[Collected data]
★ ★ ★ ★

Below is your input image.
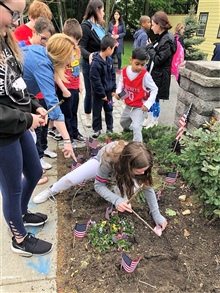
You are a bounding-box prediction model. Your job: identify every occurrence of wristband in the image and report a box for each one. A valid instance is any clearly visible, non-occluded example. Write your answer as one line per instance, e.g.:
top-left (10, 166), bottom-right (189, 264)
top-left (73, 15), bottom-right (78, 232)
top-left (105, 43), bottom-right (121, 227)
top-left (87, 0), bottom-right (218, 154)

★ ★ ★ ★

= WORK REQUEST =
The reply should contain all of the data above, word for word, with no pictures.

= ANSWER TO THIS PROBLEM =
Below is your input image.
You are a bounding-box prediction model. Your job: identify every occurrence of wristband in the image and report a box for each one. A valid instance is any clearly visible, non-occluded example. Write your answer as one line per instance, e.g.:
top-left (10, 166), bottom-right (189, 264)
top-left (73, 15), bottom-right (78, 232)
top-left (105, 43), bottom-right (121, 227)
top-left (87, 0), bottom-right (218, 154)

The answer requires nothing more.